Work to complete: Count how many lines in the data below contain the word "with". Give only the number.

Material supplied:
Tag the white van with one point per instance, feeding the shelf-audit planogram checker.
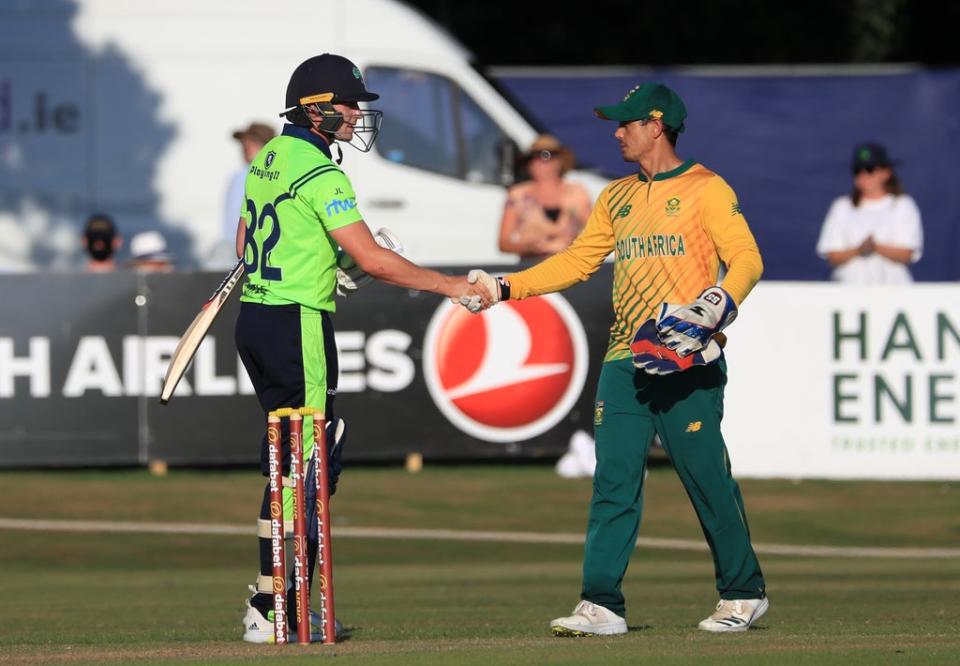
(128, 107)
--
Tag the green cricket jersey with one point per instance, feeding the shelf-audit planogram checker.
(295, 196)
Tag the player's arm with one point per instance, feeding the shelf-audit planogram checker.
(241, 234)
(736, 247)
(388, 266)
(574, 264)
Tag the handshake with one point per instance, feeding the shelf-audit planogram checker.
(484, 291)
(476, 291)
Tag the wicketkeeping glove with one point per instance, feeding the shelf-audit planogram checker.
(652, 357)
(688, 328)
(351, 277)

Answer to the exercise: 5